Exercise brief:
Could you give the entries from the start of the records through the line with "166), (87, 166)]" again, with "mask" renamed to "outline", everything else unchanged and the pictures left out?

Records to process:
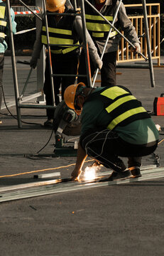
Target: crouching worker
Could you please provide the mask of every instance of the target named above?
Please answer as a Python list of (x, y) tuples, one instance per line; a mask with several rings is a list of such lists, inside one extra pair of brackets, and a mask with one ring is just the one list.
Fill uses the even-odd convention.
[[(146, 110), (125, 87), (70, 85), (67, 106), (82, 112), (82, 129), (72, 179), (80, 176), (87, 155), (114, 170), (108, 181), (138, 177), (141, 158), (158, 145), (158, 131)], [(119, 156), (128, 158), (128, 169)]]

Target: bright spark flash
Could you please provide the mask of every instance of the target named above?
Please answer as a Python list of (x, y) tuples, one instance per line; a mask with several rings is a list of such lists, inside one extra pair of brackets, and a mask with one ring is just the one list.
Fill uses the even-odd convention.
[(84, 171), (84, 180), (85, 181), (93, 181), (97, 177), (96, 166), (87, 166)]

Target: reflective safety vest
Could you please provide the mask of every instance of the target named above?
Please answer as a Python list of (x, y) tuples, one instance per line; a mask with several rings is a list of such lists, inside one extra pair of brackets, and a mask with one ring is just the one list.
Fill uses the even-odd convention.
[[(68, 13), (75, 12), (72, 10), (67, 11)], [(77, 44), (79, 45), (78, 38), (75, 35), (73, 35), (72, 27), (73, 21), (75, 16), (63, 16), (62, 18), (56, 23), (55, 16), (48, 15), (48, 24), (50, 44), (62, 44), (63, 46), (50, 46), (50, 51), (53, 53), (67, 53), (78, 48), (78, 46), (65, 46), (67, 44)], [(44, 45), (47, 45), (47, 36), (45, 22), (43, 21), (41, 41)]]
[[(103, 16), (112, 23), (113, 6), (111, 6), (111, 8), (106, 11), (106, 14), (103, 14)], [(85, 4), (85, 19), (87, 28), (93, 39), (102, 40), (107, 38), (111, 26), (100, 15), (94, 11), (87, 4)], [(109, 37), (112, 38), (118, 32), (112, 28)]]
[(99, 93), (105, 104), (105, 110), (112, 117), (106, 127), (110, 130), (117, 125), (125, 126), (133, 121), (151, 117), (141, 102), (124, 87), (104, 88)]
[(5, 30), (7, 26), (6, 4), (0, 3), (0, 43), (3, 43), (5, 38)]

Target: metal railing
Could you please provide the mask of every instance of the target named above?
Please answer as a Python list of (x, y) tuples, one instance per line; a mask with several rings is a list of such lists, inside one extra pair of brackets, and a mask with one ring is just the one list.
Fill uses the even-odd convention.
[[(128, 8), (142, 9), (143, 4), (125, 4), (126, 9)], [(152, 7), (153, 11), (155, 9), (155, 14), (153, 14)], [(152, 59), (157, 59), (158, 66), (160, 66), (160, 4), (146, 4), (147, 8), (147, 18), (148, 24), (148, 33), (150, 38), (150, 46), (151, 51)], [(131, 21), (133, 26), (136, 28), (136, 32), (141, 41), (141, 53), (145, 56), (148, 55), (148, 47), (146, 36), (145, 33), (144, 26), (144, 16), (129, 16), (129, 19)], [(121, 31), (124, 35), (124, 32)], [(121, 38), (120, 41), (119, 48), (117, 52), (117, 63), (126, 63), (132, 60), (143, 60), (143, 57), (138, 54), (134, 54), (133, 49), (130, 47), (129, 43), (126, 42), (124, 38)]]

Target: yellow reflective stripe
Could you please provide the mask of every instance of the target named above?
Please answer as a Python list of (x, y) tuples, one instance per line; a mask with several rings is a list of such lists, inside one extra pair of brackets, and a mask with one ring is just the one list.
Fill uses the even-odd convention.
[[(116, 34), (118, 33), (118, 32), (116, 32), (116, 31), (113, 31), (113, 32), (111, 32), (111, 33), (110, 33), (110, 38), (111, 37), (113, 37), (113, 36), (116, 36)], [(94, 36), (94, 37), (97, 37), (97, 38), (99, 38), (99, 37), (104, 37), (104, 33), (95, 33), (95, 32), (92, 32), (92, 36)]]
[[(65, 46), (65, 44), (73, 44), (73, 39), (66, 39), (66, 38), (58, 38), (50, 36), (50, 43), (51, 44), (62, 44), (63, 45), (63, 47), (67, 47)], [(42, 43), (47, 44), (47, 36), (42, 35)]]
[(61, 54), (61, 53), (67, 53), (75, 49), (76, 49), (77, 48), (78, 48), (78, 46), (73, 46), (73, 47), (68, 47), (66, 49), (60, 49), (60, 50), (50, 50), (52, 53), (55, 53), (55, 54)]
[[(106, 18), (106, 20), (108, 20), (108, 21), (113, 21), (113, 16), (104, 16), (104, 17), (105, 18)], [(104, 21), (104, 18), (103, 18), (99, 15), (97, 16), (97, 15), (85, 14), (85, 18), (93, 20), (93, 21)]]
[(106, 110), (107, 111), (108, 113), (110, 113), (111, 111), (115, 110), (116, 107), (120, 106), (121, 104), (123, 104), (124, 102), (127, 102), (128, 101), (132, 100), (136, 100), (136, 98), (133, 95), (128, 95), (128, 96), (124, 97), (122, 98), (120, 98), (120, 99), (117, 100), (116, 102), (114, 102), (114, 103), (112, 103), (111, 105), (110, 105), (109, 107), (107, 107), (106, 108)]
[(4, 26), (6, 26), (7, 23), (6, 23), (6, 21), (0, 21), (0, 25)]
[[(43, 31), (46, 31), (45, 26), (43, 26), (42, 28)], [(63, 35), (72, 35), (72, 31), (66, 30), (66, 29), (61, 29), (61, 28), (48, 28), (49, 33), (57, 33)]]
[(5, 6), (0, 7), (0, 18), (4, 18)]
[(129, 93), (124, 89), (118, 86), (114, 86), (105, 90), (101, 93), (101, 95), (107, 97), (109, 99), (114, 100), (116, 97)]
[(86, 23), (87, 28), (89, 31), (109, 31), (110, 30), (110, 25), (109, 24), (102, 24), (102, 23), (90, 23), (87, 22)]
[(109, 129), (110, 130), (112, 130), (118, 124), (125, 120), (126, 118), (130, 117), (133, 114), (146, 112), (146, 110), (143, 107), (139, 107), (131, 110), (128, 110), (126, 112), (120, 114), (114, 120), (112, 120), (111, 123), (108, 125), (107, 128)]
[(4, 38), (5, 38), (4, 33), (0, 33), (0, 37)]

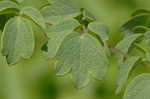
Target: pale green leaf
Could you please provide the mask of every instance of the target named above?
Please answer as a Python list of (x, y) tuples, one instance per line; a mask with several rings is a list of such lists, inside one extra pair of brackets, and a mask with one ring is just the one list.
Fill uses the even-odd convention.
[(146, 9), (138, 9), (132, 14), (132, 16), (139, 16), (143, 14), (150, 14), (150, 11)]
[(33, 7), (25, 7), (21, 10), (21, 14), (29, 17), (37, 25), (45, 29), (45, 20), (39, 10)]
[(19, 11), (19, 6), (11, 1), (0, 1), (0, 14), (7, 14), (11, 12)]
[(125, 37), (122, 41), (120, 41), (117, 45), (116, 48), (122, 51), (123, 53), (128, 53), (129, 48), (132, 46), (134, 41), (138, 39), (141, 34), (133, 34), (128, 37)]
[(58, 51), (64, 38), (68, 34), (72, 33), (79, 25), (80, 24), (77, 20), (72, 19), (49, 27), (47, 33), (48, 37), (50, 38), (48, 41), (48, 56), (50, 58), (53, 58), (56, 55), (56, 52)]
[(135, 63), (139, 59), (140, 57), (138, 56), (130, 57), (120, 65), (120, 71), (119, 71), (119, 76), (118, 76), (118, 81), (117, 81), (118, 88), (116, 90), (117, 94), (121, 91), (121, 89), (125, 85), (131, 70), (133, 69)]
[(92, 22), (88, 25), (88, 28), (92, 32), (96, 33), (101, 38), (103, 43), (105, 43), (109, 39), (108, 28), (103, 24)]
[(137, 76), (127, 87), (123, 99), (149, 99), (150, 74)]
[(45, 21), (50, 24), (58, 24), (80, 13), (80, 7), (75, 0), (52, 0), (52, 5), (41, 10)]
[(24, 0), (11, 0), (11, 1), (14, 1), (16, 3), (22, 3)]
[(34, 50), (34, 35), (31, 21), (23, 17), (11, 18), (5, 25), (2, 36), (2, 53), (8, 64), (20, 59), (29, 59)]
[(101, 80), (107, 71), (108, 60), (99, 41), (90, 34), (72, 33), (62, 42), (57, 52), (57, 75), (70, 70), (78, 88), (86, 86), (90, 75)]
[(135, 28), (139, 26), (140, 27), (142, 26), (143, 29), (147, 29), (150, 27), (150, 14), (143, 14), (143, 15), (132, 17), (128, 22), (126, 22), (122, 26), (121, 30), (125, 33), (125, 35), (130, 35), (130, 34), (134, 34), (136, 32)]

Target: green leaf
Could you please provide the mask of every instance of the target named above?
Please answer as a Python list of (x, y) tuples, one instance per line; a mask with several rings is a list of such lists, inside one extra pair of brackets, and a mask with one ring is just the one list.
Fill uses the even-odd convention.
[(150, 14), (133, 17), (122, 26), (121, 31), (123, 31), (125, 35), (134, 34), (135, 33), (134, 28), (137, 26), (149, 28), (150, 27), (149, 20), (150, 20)]
[(127, 87), (123, 99), (149, 99), (150, 74), (137, 76)]
[(72, 19), (65, 21), (61, 24), (54, 25), (48, 29), (48, 37), (50, 38), (48, 41), (48, 56), (53, 58), (64, 38), (72, 33), (75, 28), (77, 28), (80, 24), (77, 20)]
[(116, 48), (122, 51), (123, 53), (128, 53), (129, 48), (132, 46), (134, 41), (141, 36), (142, 36), (141, 34), (132, 34), (128, 37), (125, 37), (122, 41), (120, 41), (116, 45)]
[(52, 0), (52, 5), (41, 10), (45, 21), (58, 24), (80, 14), (80, 7), (75, 0)]
[(19, 11), (19, 6), (11, 1), (0, 1), (0, 14), (8, 14)]
[(90, 75), (101, 80), (107, 71), (108, 60), (99, 41), (90, 34), (72, 33), (62, 42), (57, 52), (57, 75), (70, 70), (78, 88), (86, 86)]
[(139, 16), (143, 14), (150, 14), (150, 11), (146, 9), (138, 9), (132, 14), (132, 16)]
[(130, 57), (120, 65), (120, 71), (119, 71), (119, 76), (117, 81), (118, 88), (116, 90), (116, 94), (118, 94), (123, 88), (123, 86), (125, 85), (131, 70), (133, 69), (135, 63), (139, 59), (140, 57), (138, 56)]
[(103, 43), (105, 43), (109, 39), (108, 28), (105, 25), (97, 22), (92, 22), (88, 25), (88, 28), (92, 32), (96, 33), (101, 38)]
[(24, 0), (11, 0), (13, 2), (16, 2), (16, 3), (22, 3)]
[(83, 13), (83, 18), (84, 18), (83, 20), (86, 20), (88, 22), (93, 22), (96, 20), (96, 18), (86, 9), (83, 9), (82, 13)]
[(21, 14), (30, 18), (33, 22), (45, 29), (45, 20), (39, 10), (33, 7), (25, 7), (21, 10)]
[(23, 17), (11, 18), (5, 25), (2, 36), (2, 53), (8, 64), (20, 59), (29, 59), (34, 50), (34, 35), (31, 21)]

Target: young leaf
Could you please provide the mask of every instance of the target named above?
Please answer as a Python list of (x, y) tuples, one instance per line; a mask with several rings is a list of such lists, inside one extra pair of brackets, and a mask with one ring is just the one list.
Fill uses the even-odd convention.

Complete answer:
Target: crouching worker
Could you please provide the outline of every instance of the target named above?
Please answer as a Python list of (x, y) tuples, one instance per line; a outline with several rings is a list of such lists, inside one extra pair of brackets, and a outline with one ring is just the one list.
Fill uses the even-odd convention.
[[(146, 110), (125, 87), (70, 85), (67, 106), (82, 112), (82, 129), (72, 179), (80, 176), (87, 155), (114, 170), (108, 181), (138, 177), (141, 158), (158, 145), (158, 131)], [(119, 156), (128, 158), (128, 169)]]

Target: bright spark flash
Could you please provide the outline of every instance of the target named above?
Please answer as a Python list of (x, y) tuples, one instance per line; a outline with several rings is a list of such lists, inside one extra pair of brackets, and a outline with one ring is just the one list.
Fill uses the even-odd convention.
[(84, 171), (84, 180), (85, 181), (93, 181), (97, 177), (96, 166), (87, 166)]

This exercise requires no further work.